__Provided text__:
Media Vultures Swoop Into Town

I’m glad I didn’t have an open wound July 15 because if I had, I probably would have had my flesh tour from my bones even as I screamed for help.


That’s easy. The media vultures from Wichita and Hutchinson came to town searching for blood and tears.

Some how they caught wind that Moundridge was without power due to approximately 20 power poles being splintered apart like a soggy toothpick in the mouth of a portly fellow.

The winds were undoubtedly strong to knock that many poles down and keep Moundridge in the dark for 28 hours, but it is a shame that wind also scooped up KAKE Channel 10, KWCH Channel 12, KSN Channel 3 and The Hutchinson News and dropped them into our laps as well.

These big-media vultures smelled the potential for a hot story. They came to town expecting to see people struggling to get by and probably hoped for a few tears.

They were disappointed I’m sure.

Granted, the shear number of poles knocked down warrants a story and having a whole town living by candle light for a couple nights isn’t too bad either, but these city slickers underestimate the fortitude of small-town America.

Out of everyone I talked to, the power outage was little more than an inconvenience.

No one was terribly bothered by it. They just wanted it back on as soon as possible, primarily to protect their freezers full of food.

It allowed some people to get some chores done around the house, such as mowing the lawn or doing some of that light repair work that they had been successfully avoiding.

The vultures didn’t want to see that. They wanted emotion for their video cameras to capture, not hard work and never-say-quit attitudes.

They all spent a few hours in town, picked what meat they wanted from the exposed bones of Moundridge, and then blew away again with the wind.

It’s pathetic.

Those big-media people are just a bunch of opportunistic vultures. They only come to town when it is something less than positive.

Where they hear during the Black Kettle Festival? I didn’t see any cameras besides my own.

Have they covered the fact that a dentist is coming to town, which is big deal for a small community? Nope.

Will they cover happenings at our local library? No way, no chance.

All they want is something juicy, much like a vulture that flies around looking for a road-kill raccoon or skunk to scavenge from.

But here’s the thing, we aren’t road kill in a small town. We are the engines that keep the country running because unlike the big-city people, we understand how to work.

The big-media people don’t understand how to relate to people and actually carry on a conversation. All they know is that they have to get a certain sound bit to put in their story package.

They could really care less about what the person being interviewed is saying. They are just listening for that perfect quote to come out of the person’s mouth so they can go produce the story.

I have zero respect for people who claim to be journalists that storm into a town just to get what they need and then leave again.

They don’t really care about the community. They don’t cover the local government, local businesses, local school, local clubs and organizations or anything else local.

__Data entries__:
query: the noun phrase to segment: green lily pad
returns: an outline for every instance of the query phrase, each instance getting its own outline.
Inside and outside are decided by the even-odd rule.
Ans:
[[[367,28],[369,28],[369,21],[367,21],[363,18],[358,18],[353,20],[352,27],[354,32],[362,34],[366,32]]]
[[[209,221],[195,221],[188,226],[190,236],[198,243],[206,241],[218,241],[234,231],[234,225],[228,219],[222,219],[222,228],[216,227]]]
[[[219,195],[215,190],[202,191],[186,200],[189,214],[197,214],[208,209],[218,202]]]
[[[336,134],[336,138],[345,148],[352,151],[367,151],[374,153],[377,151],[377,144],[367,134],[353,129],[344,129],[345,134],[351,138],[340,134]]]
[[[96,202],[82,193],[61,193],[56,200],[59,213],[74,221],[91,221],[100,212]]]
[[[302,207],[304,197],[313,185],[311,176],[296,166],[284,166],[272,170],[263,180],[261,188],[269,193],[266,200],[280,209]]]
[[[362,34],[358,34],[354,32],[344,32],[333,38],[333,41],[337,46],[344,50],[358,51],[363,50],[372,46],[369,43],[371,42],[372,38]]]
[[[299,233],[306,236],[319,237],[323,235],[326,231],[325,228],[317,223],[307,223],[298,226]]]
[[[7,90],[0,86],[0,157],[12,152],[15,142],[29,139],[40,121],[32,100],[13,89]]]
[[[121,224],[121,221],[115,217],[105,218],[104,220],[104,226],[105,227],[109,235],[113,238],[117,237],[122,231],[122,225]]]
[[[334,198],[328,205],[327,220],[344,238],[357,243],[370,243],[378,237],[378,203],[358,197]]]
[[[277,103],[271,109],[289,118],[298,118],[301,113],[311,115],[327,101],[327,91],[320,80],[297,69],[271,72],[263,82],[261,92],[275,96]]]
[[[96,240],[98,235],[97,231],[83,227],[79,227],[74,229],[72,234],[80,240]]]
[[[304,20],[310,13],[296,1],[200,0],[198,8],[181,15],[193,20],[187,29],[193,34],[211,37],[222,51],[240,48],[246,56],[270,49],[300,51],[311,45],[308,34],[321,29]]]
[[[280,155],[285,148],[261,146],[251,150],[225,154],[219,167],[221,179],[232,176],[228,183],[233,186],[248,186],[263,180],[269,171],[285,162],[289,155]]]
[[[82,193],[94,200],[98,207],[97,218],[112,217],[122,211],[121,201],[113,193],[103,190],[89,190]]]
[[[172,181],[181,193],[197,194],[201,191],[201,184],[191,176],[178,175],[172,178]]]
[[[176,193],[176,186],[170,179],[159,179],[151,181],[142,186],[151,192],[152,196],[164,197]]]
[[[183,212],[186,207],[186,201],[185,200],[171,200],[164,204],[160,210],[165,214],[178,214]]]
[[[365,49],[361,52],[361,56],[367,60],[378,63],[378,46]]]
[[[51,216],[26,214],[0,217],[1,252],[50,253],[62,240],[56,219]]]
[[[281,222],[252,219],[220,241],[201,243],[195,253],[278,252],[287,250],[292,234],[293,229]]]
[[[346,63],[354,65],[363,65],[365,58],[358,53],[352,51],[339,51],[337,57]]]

__Set exercise 1__:
According to the column on big-media coverage of the Moundridge power outage, how long was the town without power?
__Set exercise 2__:
In the column on big-media coverage of the Moundridge power outage, rewrite the paragraph that begins "The winds were undoubtedly strong" more briefly, keeping its main facts.
__Set exercise 3__:
Continue the column on big-media coverage of the Moundridge power outage from its last sentence.

__Reply 1__:
28 hours

__Reply 2__:
Winds strong enough to knock down that many poles left Moundridge dark for 28 hours. Unfortunately, they also brought KAKE Channel 10, KWCH Channel 12, KSN Channel 3 and The Hutchinson News to town.

__Reply 3__:
In fact, they probably just came to town to do a story on the storm in an attempt to boost viewer ship for that day.

Of course, they were all probably too narrow minded to realize that we didn’t have power, so no one was going to be tuning in from Moundridge.

And that’s what I mean, they have no concept of how small towns work. If they did, they would spend more than five minutes standing on the corner of the main intersection shooting B-roll video for use under a voice over.

A prime example of just not getting it was The Hutchinson News reporter. She parked her car in front of Goering Hardware to go speak with Mike Kauffman.

That’s fine, except she parked perpendicular to the curb as if it were slant parking in front of the hardware store.

News flash: that is parallel parking there, genius.

Also, it annoys me when the outside media tries to talk to me. Not because I don’t like to converse with other journalists, because I do, but because they always try to make me think they are better than me.

Take the KAKE dweeb.

He came up to me as I sat in front of The Ledger’s office reading a book and asked me if I got the paper out this week yet.

I said I had.

Then he asked if I was able to get any of the storm coverage in.

I said I hadn’t and would be doing it the following week.

He said that was too bad and then talked about having to get his story ready for that night.

See how he was trying to rub in the fact that they were walking all over The Ledger’s territory?

I don’t like that.

Should I be this territorial?

Absolutely yes.

This is my home, and I am here everyday covering the good and the bad.

These jerks just come to town when they smell blood.


Of course, one news outlet that didn’t come and bother the town was The McPherson Sentinel.

Maybe they didn’t know how to get to Moundridge since Old 81 Highway was closed off.

They sure did have a nice, itty-bitty story in the paper, though.

Good work, gang.

Your sister paper, The Newton Kansan, even had more than you, and they are in a different county.

Moundridge gets its power from the town in which you are based for goodness sake.

Way to hit a homerun.

I realize this isn’t first, nor will it be the last, time other media outlets try to come in and big-foot the hometown paper, and I’m OK with that because I know The Ledger will do better here at home than anyone other news organization.

As long as I am here, The Ledger will constantly strive to cover Moundridge and Inman better than anyone else. That’s a promise.

And if nothing else, The Ledger can be rolled up and used to shoo away those pesky vultures.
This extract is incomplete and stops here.